◆ Kurze Übung: Um wie viel Uhr rufen die Reisenden laut dem Reisebericht über das überflutete Hotel zum zweiten Mal bei Check24 an?

◆ Textblock:
^^^^

(Beitragsbild: CC0 licensed photo by Nilo Velez from the WordPress Photo Directory)
Freitag, 22.11.2024
Hiobsbotschaft
Die Koffer fast gepackt, die Packliste zum x-ten mal geprüft – und dann eine beunruhigende Nachricht. Das Hotel, dass uns für 7 Tage beherbergen wird, soll, als der Fluss über die Ufer trat, überflutet worden sein. Aufräumarbeiten würden Zeit in Anspruch nehmen. Diese Nachricht kommt nicht von dem eigenen Reiseveranstalter, sondern von einer Mitreisenden, die bei einem anderen Reiseveranstalter gebucht hatte. Komisch denken wir alle.
Kontakt mit Check24
Den Pauschalurlaub hatten wir über Check24 gebucht. Also rufen wir Check24 an und lassen sicherheitshalber unser Gespräch aufzeichnen. Nichts, die nette Mitarbeiterin weiß von nichts. Sie verspricht jedoch, dass wir spätestens am nächsten Tag – am Samstag also – Bescheid bekämen. Nur wir fliegen bereits Montag Mittag. Bei unserer Mitreisenden steigt die Befürchtung auf, dass es sich bei der Benachrichtigungs-eMail ihres Veranstalters um eine Phishing- oder sonst-was-Mail handelt. Also sehen wir uns gezwungen, selber beim Hotel im fernen Land anzurufen. Die Überflutungs-Information wird bestätigt. Was tun?
Zweiter Anruf bei Check24
Spätestens jetzt ist man beunruhigt, nicht wahr? Erneut rufen wir Check24 an – es ist bereits 22:00 Uhr. Wir unterrichten den Mitarbeiter vom neuen Sachstand. Er versucht uns zu beruhigen, schließlich hätten wir noch 3 Tage bis zum Reiseantritt. 3 Tage, von wegen! Letzten Endes sind es nur noch 2 Tage, da es bereits Freitag Nacht ist, man Montag Mittag fliegt, man 2 Stunden vorher am Flughafen sein muß – tausend Gedanken!

^^^^

◆ Bereitgestelltes Material:

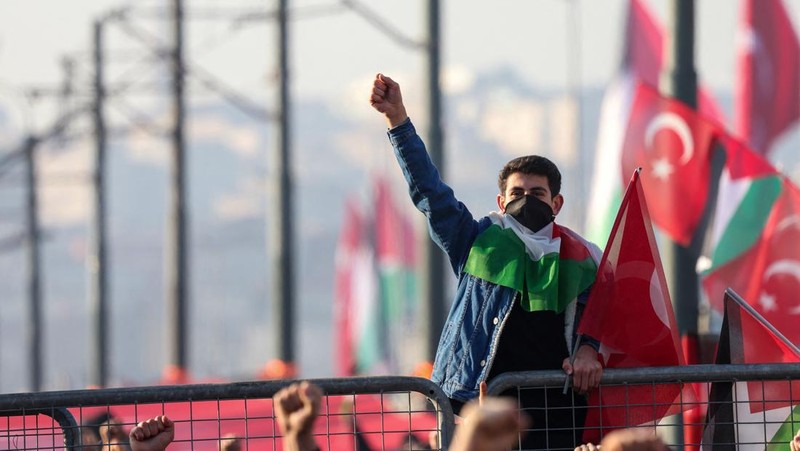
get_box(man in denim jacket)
[370,74,602,449]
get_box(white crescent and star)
[758,259,800,315]
[644,111,694,180]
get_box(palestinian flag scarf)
[464,212,602,313]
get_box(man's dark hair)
[497,155,561,196]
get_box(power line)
[112,20,277,120]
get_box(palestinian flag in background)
[702,137,800,343]
[334,177,416,376]
[703,290,800,451]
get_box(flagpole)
[660,0,705,448]
[725,287,800,356]
[562,334,583,395]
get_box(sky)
[0,0,800,132]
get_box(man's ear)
[552,193,564,216]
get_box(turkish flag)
[734,0,800,154]
[578,171,695,443]
[703,176,800,343]
[622,84,719,246]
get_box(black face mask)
[506,194,556,232]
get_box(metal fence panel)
[0,377,454,451]
[488,363,800,450]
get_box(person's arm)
[272,381,322,451]
[369,74,408,129]
[370,74,479,274]
[128,415,175,451]
[561,287,603,393]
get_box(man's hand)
[450,396,530,451]
[561,345,603,394]
[598,428,669,451]
[369,74,408,128]
[272,381,322,451]
[129,415,175,451]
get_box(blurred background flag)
[734,0,800,155]
[586,0,725,246]
[335,176,416,376]
[703,290,800,450]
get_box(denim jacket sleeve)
[388,119,478,275]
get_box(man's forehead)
[506,172,550,190]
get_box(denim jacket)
[388,120,599,401]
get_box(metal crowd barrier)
[0,363,800,451]
[488,363,800,451]
[0,376,454,451]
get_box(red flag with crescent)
[622,84,719,245]
[578,172,695,443]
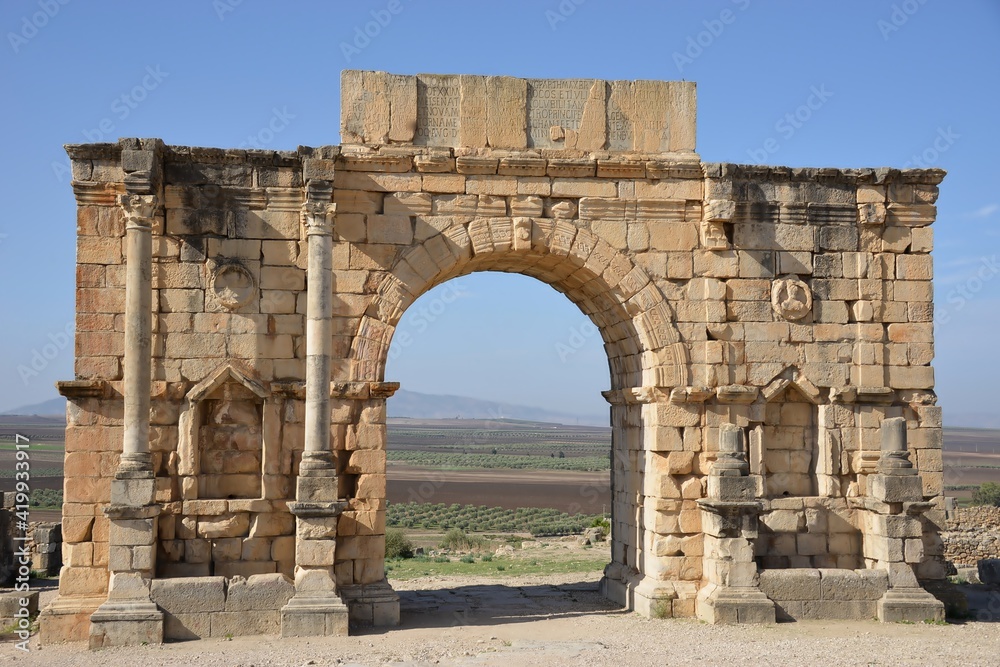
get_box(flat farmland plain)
[0,416,1000,520]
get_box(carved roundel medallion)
[771,276,812,321]
[211,264,257,310]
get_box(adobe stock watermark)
[747,83,833,164]
[875,0,927,42]
[17,322,76,387]
[7,0,70,55]
[935,255,1000,324]
[51,65,170,183]
[340,0,406,63]
[212,0,243,21]
[903,125,962,169]
[555,320,600,363]
[237,107,295,148]
[545,0,587,30]
[671,0,750,72]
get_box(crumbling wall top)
[341,70,696,154]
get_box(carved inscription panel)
[413,75,461,146]
[528,79,594,148]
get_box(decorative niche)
[178,364,277,500]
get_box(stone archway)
[48,72,944,646]
[338,211,688,620]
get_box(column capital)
[118,195,157,232]
[302,201,337,236]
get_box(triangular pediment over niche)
[187,364,270,402]
[761,366,823,405]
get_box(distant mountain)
[386,389,609,426]
[0,396,66,417]
[0,389,1000,429]
[943,408,1000,428]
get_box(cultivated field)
[0,417,1000,520]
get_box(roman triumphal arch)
[41,71,944,647]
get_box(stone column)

^^^^

◆ Lösung: Um 22:00 Uhr.